RECORDS SHOWN
════════
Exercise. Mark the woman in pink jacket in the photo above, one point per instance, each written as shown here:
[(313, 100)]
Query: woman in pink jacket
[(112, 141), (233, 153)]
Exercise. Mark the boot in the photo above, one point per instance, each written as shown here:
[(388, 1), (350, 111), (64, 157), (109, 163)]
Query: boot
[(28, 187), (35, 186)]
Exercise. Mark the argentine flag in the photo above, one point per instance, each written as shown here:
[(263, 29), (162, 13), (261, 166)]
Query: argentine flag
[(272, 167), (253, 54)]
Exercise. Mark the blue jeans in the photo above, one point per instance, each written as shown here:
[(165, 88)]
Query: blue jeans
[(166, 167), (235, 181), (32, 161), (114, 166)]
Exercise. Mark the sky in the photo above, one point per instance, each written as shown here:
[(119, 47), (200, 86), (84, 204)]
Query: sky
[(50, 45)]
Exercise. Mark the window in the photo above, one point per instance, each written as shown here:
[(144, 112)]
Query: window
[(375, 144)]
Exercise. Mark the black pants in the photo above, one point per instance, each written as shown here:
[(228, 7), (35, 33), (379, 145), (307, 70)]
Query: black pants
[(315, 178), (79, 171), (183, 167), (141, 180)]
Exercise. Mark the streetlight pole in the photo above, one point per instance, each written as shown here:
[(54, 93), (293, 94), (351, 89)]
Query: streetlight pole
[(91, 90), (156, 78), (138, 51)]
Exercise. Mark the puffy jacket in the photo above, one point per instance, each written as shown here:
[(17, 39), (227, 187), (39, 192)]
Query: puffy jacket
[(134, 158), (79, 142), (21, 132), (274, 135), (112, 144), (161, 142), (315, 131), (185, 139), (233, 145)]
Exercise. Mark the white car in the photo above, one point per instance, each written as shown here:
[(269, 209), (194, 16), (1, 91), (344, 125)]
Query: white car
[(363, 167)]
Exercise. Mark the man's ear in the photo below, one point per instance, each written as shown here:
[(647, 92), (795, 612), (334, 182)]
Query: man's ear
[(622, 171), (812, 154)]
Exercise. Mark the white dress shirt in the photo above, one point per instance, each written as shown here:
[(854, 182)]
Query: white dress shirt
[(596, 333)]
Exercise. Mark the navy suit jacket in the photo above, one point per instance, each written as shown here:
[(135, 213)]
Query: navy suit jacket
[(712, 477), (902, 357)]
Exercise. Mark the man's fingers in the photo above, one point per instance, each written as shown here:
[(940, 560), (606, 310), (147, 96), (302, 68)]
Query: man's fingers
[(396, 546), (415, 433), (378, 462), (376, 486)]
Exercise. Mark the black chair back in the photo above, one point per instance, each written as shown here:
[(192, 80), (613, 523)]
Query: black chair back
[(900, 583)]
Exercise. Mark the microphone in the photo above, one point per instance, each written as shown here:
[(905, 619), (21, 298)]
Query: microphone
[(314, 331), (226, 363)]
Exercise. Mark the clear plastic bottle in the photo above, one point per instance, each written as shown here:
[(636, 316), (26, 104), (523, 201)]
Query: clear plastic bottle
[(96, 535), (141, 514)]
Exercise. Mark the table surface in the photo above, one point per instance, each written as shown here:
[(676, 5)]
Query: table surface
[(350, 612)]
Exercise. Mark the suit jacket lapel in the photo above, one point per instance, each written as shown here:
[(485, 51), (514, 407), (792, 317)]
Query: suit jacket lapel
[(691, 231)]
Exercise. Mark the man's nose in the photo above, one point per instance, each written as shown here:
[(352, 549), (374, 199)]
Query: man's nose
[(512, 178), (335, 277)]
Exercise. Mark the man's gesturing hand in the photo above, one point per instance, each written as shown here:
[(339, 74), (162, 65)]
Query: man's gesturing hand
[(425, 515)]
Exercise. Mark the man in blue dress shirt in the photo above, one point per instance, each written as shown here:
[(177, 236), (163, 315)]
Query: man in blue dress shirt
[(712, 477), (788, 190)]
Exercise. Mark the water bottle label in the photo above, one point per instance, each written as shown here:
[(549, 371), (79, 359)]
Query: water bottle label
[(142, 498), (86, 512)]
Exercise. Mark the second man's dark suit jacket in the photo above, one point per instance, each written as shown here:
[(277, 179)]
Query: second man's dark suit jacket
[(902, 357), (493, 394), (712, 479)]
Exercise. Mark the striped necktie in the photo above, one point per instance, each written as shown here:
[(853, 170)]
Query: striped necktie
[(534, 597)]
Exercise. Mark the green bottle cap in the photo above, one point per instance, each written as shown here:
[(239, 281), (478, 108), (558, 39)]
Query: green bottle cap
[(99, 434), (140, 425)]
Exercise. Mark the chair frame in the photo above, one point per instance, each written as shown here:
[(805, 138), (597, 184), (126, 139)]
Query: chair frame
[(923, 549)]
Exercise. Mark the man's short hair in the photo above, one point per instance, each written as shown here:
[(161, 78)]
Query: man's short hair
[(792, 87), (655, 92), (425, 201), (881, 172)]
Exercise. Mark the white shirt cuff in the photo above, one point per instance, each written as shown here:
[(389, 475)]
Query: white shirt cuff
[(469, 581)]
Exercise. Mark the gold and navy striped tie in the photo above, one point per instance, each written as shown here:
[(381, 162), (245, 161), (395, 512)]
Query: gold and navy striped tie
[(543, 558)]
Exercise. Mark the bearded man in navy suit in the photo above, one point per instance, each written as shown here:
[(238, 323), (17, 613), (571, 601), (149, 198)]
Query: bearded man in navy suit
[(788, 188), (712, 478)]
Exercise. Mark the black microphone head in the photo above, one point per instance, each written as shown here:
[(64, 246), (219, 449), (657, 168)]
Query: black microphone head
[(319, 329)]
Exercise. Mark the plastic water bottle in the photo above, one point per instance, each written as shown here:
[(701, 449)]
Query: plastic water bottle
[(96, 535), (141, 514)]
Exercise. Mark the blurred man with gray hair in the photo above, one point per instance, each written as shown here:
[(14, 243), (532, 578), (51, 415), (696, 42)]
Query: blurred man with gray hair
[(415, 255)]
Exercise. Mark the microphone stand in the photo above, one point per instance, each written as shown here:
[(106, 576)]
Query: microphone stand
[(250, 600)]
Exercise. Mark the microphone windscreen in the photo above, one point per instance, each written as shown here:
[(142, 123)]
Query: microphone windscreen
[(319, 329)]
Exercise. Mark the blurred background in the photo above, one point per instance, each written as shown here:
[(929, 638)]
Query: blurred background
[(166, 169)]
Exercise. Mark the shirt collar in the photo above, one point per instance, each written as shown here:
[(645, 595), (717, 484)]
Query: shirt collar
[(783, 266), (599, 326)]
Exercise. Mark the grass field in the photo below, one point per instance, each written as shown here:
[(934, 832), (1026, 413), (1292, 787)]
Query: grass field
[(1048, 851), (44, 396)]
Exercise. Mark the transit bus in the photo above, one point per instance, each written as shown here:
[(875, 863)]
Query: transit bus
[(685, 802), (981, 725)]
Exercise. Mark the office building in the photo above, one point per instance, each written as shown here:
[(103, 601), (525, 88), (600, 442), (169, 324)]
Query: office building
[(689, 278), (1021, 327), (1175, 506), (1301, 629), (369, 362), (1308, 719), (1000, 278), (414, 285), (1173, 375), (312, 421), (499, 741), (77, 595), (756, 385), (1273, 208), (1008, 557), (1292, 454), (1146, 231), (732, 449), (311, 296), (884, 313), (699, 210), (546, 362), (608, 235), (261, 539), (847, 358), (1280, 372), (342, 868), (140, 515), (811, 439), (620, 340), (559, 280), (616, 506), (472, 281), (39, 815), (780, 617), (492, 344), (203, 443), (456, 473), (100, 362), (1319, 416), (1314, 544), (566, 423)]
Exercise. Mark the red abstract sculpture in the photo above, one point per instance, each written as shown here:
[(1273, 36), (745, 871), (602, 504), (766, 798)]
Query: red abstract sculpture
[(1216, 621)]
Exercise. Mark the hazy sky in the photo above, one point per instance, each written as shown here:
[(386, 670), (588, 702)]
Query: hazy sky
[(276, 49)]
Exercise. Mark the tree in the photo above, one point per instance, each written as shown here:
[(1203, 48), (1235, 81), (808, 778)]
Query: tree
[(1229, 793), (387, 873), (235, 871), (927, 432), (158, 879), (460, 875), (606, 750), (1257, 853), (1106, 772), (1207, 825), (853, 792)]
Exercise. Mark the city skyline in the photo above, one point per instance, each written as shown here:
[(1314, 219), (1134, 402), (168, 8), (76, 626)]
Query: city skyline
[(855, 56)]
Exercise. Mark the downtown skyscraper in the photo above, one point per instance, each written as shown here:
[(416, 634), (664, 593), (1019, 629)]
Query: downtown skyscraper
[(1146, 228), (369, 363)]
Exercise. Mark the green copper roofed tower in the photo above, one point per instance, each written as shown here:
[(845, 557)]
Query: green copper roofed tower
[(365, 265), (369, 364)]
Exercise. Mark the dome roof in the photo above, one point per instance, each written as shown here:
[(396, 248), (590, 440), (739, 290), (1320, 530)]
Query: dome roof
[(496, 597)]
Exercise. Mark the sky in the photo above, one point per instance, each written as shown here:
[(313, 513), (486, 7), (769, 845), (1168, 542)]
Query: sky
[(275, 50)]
════════
EXERCISE REQUIREMENTS
Copy out, word for word, the entries above from the line containing "Exercise. Mark the chair" down to the line containing "[(923, 549)]", including both of those lines.

EXERCISE RESULT
Exercise. Mark the chair frame in the photo above, one point per instance, each written as shown here:
[(805, 138), (597, 184), (126, 139)]
Query: chair frame
[(923, 549)]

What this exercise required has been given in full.